_TASK OBJECTIVE:_ A verbatim reproduction of the lines below, from the line containing "Target: unopened flower bud" through the line containing "light purple petal.", both ends included, is the whole required output.

_ENTRIES PROVIDED:_
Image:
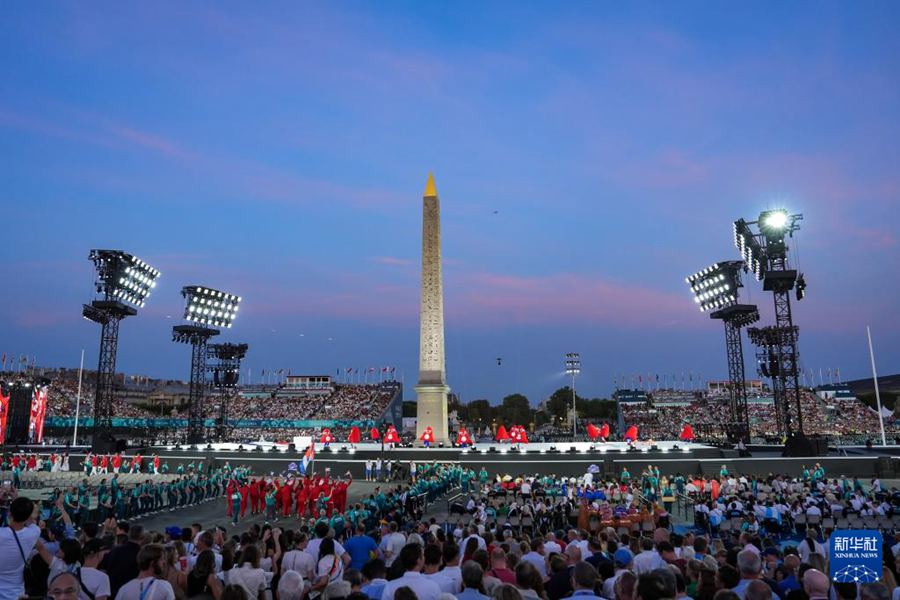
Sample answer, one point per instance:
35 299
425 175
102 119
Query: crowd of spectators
842 421
604 539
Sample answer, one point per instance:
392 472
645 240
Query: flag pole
78 401
877 393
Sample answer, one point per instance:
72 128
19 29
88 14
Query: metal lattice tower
226 368
198 338
716 288
740 423
778 355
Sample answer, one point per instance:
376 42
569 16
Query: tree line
515 409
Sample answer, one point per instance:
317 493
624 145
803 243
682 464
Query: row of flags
352 371
22 362
651 380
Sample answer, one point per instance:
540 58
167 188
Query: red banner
4 410
38 413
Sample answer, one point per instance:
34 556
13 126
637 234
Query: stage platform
562 458
569 459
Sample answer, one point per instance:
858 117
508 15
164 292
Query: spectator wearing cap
791 582
816 584
656 585
535 557
412 560
473 582
648 558
584 582
622 560
16 543
122 561
373 573
432 569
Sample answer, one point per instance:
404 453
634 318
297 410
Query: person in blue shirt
472 582
373 578
584 578
361 547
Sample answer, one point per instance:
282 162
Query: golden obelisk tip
430 188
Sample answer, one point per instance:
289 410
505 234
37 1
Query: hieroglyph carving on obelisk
432 389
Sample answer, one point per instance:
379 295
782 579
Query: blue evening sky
588 156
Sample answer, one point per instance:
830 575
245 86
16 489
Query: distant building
320 383
837 391
754 387
631 396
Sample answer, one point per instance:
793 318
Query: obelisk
431 391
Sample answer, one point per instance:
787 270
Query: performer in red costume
355 436
254 497
631 434
245 498
286 498
229 490
301 499
427 437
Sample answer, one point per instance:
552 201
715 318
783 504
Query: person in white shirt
810 545
312 548
412 560
551 546
16 545
392 542
205 541
149 584
536 557
248 574
432 570
299 559
451 568
472 534
648 558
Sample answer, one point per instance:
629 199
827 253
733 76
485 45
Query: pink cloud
151 141
393 261
489 298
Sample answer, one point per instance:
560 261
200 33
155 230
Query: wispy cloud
394 261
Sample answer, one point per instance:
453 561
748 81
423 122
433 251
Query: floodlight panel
207 306
123 276
716 286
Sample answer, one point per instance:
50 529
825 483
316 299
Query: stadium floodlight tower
226 370
573 368
767 255
206 309
715 289
123 284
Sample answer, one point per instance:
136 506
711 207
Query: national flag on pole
308 457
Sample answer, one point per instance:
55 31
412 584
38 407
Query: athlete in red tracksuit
254 497
286 498
245 497
229 490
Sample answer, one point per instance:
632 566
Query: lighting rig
123 284
573 368
765 253
715 289
226 370
206 308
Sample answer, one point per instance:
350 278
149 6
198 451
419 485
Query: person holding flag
308 458
427 437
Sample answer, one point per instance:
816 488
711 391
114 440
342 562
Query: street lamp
573 368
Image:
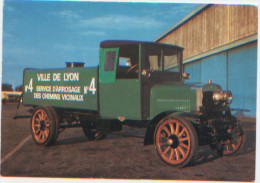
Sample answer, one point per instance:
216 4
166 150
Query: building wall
220 44
234 70
213 27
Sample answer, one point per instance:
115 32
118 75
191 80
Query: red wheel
176 141
44 128
236 142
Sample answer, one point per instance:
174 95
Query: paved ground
120 155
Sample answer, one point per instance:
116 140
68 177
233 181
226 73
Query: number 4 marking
92 86
29 87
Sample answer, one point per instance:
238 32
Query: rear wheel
175 140
89 128
44 127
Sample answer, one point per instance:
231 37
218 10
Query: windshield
160 59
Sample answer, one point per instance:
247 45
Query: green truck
136 83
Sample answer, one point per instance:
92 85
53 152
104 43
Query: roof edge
182 21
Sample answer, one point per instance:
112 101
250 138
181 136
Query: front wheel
236 141
175 140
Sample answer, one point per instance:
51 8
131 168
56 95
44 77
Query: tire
44 126
89 128
235 144
175 140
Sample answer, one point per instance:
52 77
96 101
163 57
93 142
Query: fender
148 139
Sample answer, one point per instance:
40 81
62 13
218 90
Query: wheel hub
42 123
173 141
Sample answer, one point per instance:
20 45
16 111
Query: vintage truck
136 83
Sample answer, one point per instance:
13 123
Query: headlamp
222 96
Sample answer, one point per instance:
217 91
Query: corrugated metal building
220 43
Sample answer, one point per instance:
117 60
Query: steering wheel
131 68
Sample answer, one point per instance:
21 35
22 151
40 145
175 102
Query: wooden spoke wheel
175 141
91 132
235 143
43 126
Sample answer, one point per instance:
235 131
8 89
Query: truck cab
128 70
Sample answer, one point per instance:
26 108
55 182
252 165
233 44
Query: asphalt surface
120 155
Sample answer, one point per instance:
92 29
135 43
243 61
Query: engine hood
205 87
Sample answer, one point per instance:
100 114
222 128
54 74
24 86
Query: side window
110 61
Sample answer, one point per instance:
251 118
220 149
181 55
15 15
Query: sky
46 34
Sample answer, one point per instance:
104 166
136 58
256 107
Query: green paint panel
67 88
107 73
121 98
172 97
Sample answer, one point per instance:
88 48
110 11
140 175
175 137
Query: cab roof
119 43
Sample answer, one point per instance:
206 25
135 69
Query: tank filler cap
74 64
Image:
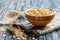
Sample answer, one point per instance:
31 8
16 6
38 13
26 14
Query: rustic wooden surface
22 5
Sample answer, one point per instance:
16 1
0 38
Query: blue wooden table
22 5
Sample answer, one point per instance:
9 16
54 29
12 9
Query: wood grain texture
22 5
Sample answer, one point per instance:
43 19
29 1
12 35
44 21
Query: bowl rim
54 12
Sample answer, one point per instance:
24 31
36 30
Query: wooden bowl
39 20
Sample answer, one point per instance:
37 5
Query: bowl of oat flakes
39 16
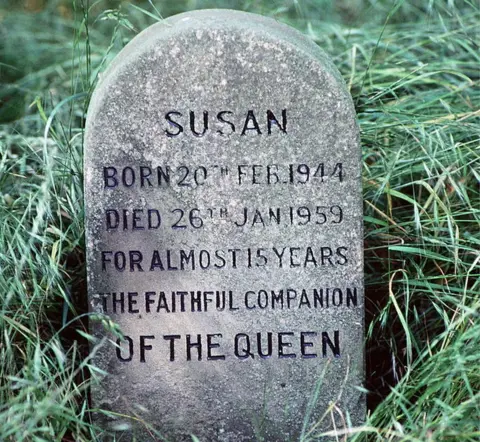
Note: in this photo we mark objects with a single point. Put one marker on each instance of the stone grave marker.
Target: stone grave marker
(224, 232)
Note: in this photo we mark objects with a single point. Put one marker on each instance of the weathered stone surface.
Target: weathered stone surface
(205, 242)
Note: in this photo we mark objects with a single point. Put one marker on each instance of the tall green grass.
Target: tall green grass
(413, 69)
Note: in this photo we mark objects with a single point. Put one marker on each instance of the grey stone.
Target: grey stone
(195, 287)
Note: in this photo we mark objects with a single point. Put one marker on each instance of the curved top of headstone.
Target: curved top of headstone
(214, 21)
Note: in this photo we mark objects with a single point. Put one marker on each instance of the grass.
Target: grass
(413, 71)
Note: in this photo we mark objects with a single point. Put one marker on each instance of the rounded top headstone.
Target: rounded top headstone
(224, 229)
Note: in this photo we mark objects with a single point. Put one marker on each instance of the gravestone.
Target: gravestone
(224, 233)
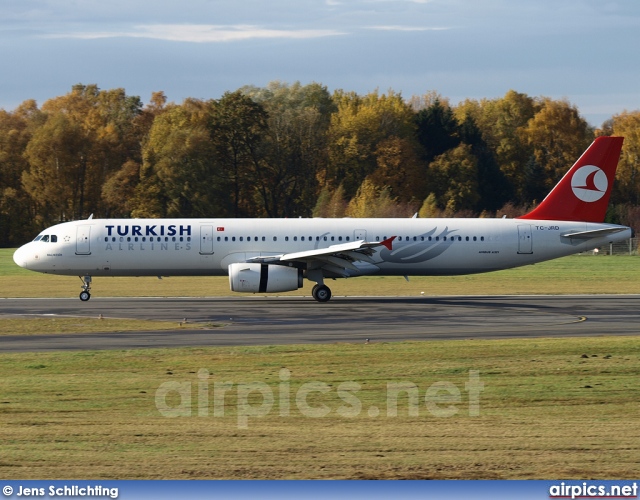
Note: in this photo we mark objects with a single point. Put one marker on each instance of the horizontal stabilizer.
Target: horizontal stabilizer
(596, 233)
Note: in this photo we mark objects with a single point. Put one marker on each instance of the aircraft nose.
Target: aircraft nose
(20, 257)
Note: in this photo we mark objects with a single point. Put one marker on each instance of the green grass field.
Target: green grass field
(548, 408)
(561, 408)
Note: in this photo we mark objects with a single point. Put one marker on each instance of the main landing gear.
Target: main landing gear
(322, 293)
(85, 294)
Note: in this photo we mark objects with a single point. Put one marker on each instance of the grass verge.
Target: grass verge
(548, 409)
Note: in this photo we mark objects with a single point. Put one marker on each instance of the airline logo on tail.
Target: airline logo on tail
(583, 193)
(589, 183)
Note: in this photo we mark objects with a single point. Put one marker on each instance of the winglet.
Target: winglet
(387, 242)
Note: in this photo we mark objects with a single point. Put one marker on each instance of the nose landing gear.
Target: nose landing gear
(85, 294)
(322, 293)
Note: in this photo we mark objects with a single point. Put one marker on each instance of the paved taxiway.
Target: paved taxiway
(291, 320)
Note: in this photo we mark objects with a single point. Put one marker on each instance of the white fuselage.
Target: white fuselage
(206, 247)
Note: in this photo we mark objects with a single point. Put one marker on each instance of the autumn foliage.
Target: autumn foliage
(293, 150)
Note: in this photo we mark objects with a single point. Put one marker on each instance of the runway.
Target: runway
(301, 320)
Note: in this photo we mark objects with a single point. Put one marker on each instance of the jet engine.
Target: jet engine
(263, 278)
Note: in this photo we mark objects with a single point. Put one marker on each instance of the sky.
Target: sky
(585, 51)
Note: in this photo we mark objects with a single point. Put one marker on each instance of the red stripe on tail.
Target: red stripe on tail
(583, 193)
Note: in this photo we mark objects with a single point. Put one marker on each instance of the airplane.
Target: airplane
(276, 255)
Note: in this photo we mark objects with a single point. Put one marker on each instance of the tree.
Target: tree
(294, 149)
(627, 186)
(178, 174)
(357, 129)
(557, 135)
(456, 174)
(501, 122)
(18, 219)
(237, 127)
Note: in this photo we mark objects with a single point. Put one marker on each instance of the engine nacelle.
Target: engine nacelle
(263, 278)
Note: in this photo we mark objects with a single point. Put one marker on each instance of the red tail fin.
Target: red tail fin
(583, 193)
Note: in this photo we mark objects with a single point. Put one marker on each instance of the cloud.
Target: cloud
(200, 33)
(406, 28)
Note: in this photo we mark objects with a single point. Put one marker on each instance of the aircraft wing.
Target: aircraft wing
(596, 233)
(337, 259)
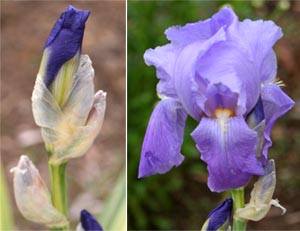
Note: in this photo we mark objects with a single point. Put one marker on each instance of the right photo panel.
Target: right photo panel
(213, 123)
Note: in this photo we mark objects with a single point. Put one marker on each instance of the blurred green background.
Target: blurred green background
(180, 199)
(92, 178)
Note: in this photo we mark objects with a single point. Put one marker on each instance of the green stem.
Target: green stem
(238, 202)
(59, 190)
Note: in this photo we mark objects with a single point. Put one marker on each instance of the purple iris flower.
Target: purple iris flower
(88, 222)
(222, 73)
(65, 40)
(220, 215)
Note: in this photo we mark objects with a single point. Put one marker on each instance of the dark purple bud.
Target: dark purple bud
(220, 215)
(88, 222)
(64, 41)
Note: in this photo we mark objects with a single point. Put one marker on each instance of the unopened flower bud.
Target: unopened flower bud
(88, 222)
(64, 102)
(32, 197)
(219, 218)
(261, 196)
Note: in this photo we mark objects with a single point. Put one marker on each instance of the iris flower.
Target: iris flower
(221, 72)
(64, 101)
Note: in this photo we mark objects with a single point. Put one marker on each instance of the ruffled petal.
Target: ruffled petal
(201, 30)
(228, 147)
(259, 48)
(163, 139)
(164, 59)
(228, 64)
(190, 87)
(276, 103)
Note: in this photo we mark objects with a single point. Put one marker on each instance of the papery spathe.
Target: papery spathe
(69, 131)
(32, 196)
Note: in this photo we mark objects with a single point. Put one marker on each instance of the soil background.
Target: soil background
(25, 26)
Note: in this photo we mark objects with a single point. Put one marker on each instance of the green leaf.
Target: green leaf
(113, 216)
(6, 222)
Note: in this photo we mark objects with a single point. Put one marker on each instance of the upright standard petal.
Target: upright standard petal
(32, 196)
(258, 48)
(275, 103)
(64, 41)
(202, 30)
(228, 147)
(164, 59)
(163, 139)
(88, 222)
(191, 87)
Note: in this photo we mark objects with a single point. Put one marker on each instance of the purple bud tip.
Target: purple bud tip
(88, 222)
(220, 215)
(65, 40)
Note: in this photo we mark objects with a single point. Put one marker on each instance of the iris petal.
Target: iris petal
(163, 139)
(201, 30)
(164, 59)
(228, 146)
(190, 88)
(259, 48)
(276, 103)
(222, 64)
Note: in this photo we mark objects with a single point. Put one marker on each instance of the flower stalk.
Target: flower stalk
(238, 197)
(59, 190)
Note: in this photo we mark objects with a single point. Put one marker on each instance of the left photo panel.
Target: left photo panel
(63, 115)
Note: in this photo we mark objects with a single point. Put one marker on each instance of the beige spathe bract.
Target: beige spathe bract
(32, 196)
(261, 196)
(69, 129)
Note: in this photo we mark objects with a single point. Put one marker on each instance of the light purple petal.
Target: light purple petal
(257, 38)
(163, 139)
(201, 30)
(276, 103)
(228, 64)
(228, 147)
(190, 87)
(164, 59)
(219, 97)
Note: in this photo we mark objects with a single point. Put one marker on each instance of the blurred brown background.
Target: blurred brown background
(25, 27)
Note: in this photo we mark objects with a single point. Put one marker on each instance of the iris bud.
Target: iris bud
(219, 218)
(64, 102)
(88, 222)
(32, 196)
(261, 196)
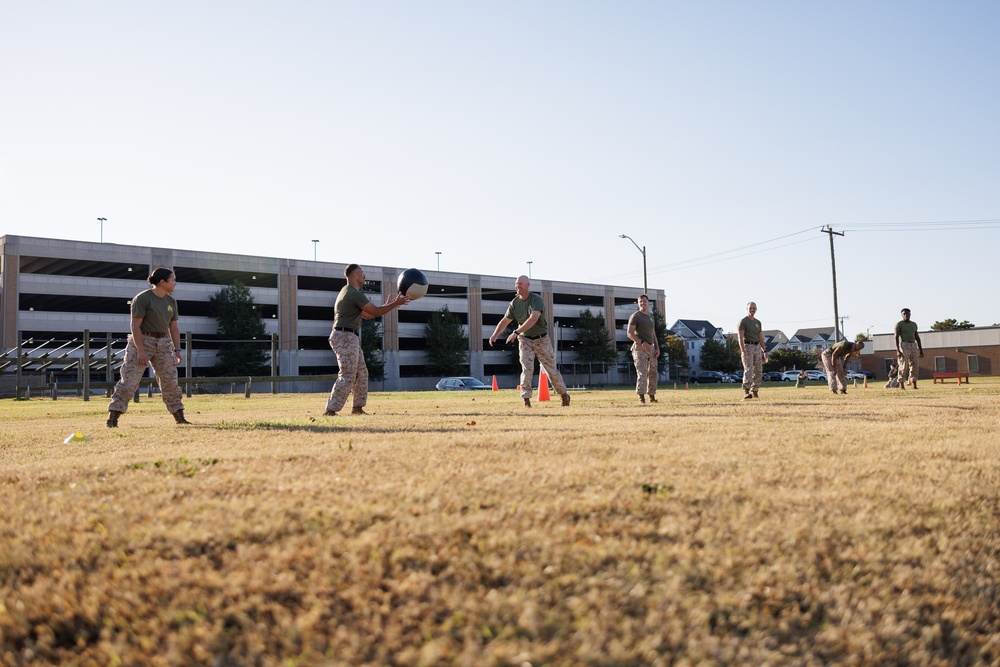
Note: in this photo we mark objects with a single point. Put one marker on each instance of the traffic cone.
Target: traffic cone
(543, 387)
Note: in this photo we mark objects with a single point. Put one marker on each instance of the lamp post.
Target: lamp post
(645, 284)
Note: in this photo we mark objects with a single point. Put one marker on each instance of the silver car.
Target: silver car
(461, 384)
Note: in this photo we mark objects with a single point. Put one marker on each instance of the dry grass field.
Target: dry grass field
(463, 529)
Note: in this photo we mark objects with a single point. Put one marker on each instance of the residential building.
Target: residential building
(52, 290)
(695, 333)
(808, 340)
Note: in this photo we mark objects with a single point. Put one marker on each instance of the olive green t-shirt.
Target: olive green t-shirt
(348, 308)
(520, 310)
(751, 330)
(907, 331)
(156, 312)
(643, 324)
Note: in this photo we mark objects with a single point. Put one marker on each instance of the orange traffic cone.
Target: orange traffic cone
(543, 387)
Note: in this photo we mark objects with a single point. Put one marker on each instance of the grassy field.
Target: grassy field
(802, 528)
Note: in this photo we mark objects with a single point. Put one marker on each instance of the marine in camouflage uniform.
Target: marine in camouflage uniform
(642, 332)
(752, 352)
(910, 350)
(154, 340)
(835, 363)
(345, 339)
(532, 336)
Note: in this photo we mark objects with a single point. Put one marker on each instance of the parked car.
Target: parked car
(462, 384)
(792, 376)
(708, 377)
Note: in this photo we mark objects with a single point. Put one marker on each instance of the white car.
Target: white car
(462, 384)
(792, 376)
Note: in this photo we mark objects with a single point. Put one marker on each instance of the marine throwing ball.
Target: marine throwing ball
(412, 283)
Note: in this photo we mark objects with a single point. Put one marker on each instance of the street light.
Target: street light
(645, 284)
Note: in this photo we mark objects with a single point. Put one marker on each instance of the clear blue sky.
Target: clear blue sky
(720, 135)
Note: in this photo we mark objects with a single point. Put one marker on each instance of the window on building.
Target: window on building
(973, 363)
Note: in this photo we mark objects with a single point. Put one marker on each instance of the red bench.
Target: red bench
(957, 374)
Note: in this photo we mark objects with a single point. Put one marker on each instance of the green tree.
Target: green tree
(662, 337)
(242, 348)
(447, 344)
(788, 359)
(371, 347)
(593, 343)
(951, 324)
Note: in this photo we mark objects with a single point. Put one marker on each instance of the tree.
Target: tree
(593, 344)
(787, 359)
(240, 328)
(715, 356)
(952, 324)
(662, 338)
(371, 347)
(447, 344)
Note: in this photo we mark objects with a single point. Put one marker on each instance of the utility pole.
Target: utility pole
(842, 318)
(833, 264)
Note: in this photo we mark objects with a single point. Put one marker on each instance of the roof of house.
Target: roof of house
(808, 335)
(700, 328)
(776, 335)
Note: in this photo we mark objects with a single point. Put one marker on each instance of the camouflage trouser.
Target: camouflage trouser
(836, 373)
(645, 370)
(753, 367)
(909, 362)
(528, 349)
(353, 375)
(161, 357)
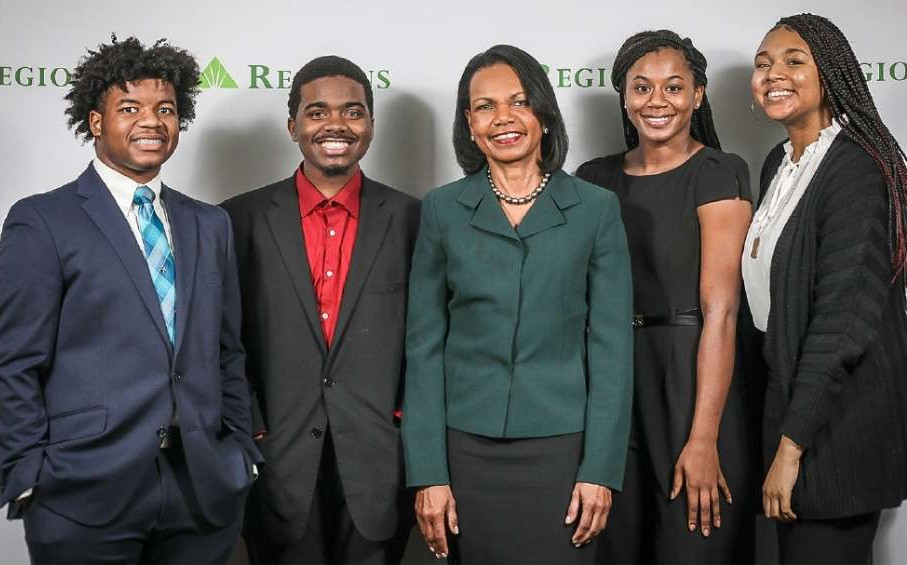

_SOLVED EXERCISE:_
Target: unopened flower bud
(88, 222)
(64, 102)
(32, 197)
(219, 218)
(261, 196)
Note: in this photo we mark objects with a single point. Put one marker on each instance of the iris flower.
Target: iris flower
(221, 72)
(64, 101)
Note: in this photo we mark objects with a single point. Put one marker on each instance of the ruffled petal.
Target: ruffled petal
(201, 30)
(228, 147)
(259, 48)
(163, 139)
(164, 59)
(228, 64)
(190, 87)
(276, 103)
Note: in this photo we mark objects with a single point. Put one marker on each instance of the papery spathe.
Target: papery spathe
(69, 131)
(32, 196)
Note: in this photo we mark objects with a single point. Put one marker on each instance of the soil background.
Target: soil background
(25, 26)
Note: in this photo we mark objects with a single point. Put one marker on each instance of the green leaf.
Target: green leaf
(113, 216)
(6, 222)
Note: in this photo we mark objects with a single point. Put one marker on each instance of the upright standard petal.
Target: upright standard petal
(32, 196)
(258, 48)
(275, 103)
(64, 41)
(202, 30)
(228, 147)
(164, 59)
(163, 139)
(88, 222)
(191, 87)
Note: in this photo we mark objects with a single point. Put one marker on each instance of the purple bud tip.
Target: purple bud tip
(88, 222)
(220, 215)
(65, 40)
Note: in this photo we mark objects with a single point. Put one marker on each instance of the iris petal.
Target: iris petal
(163, 139)
(201, 30)
(164, 59)
(228, 146)
(190, 88)
(259, 48)
(276, 103)
(222, 64)
Note: in this photo we mark objects with a single point. Put one marker on each instance of the flower stalk.
Target: flower stalk
(238, 197)
(59, 190)
Note: in this photo we mark objects with a single point. Put one marker on each instance of the left photo panel.
Target: left photo panel
(63, 115)
Note: in this photo we mark objects with a single point. Put one marker on each instance of the beige spathe bract.
Target: beige spathe bract
(32, 196)
(261, 196)
(69, 129)
Note: in this photo we mark objects with a single point. Put one marker on each instance of the light purple petal.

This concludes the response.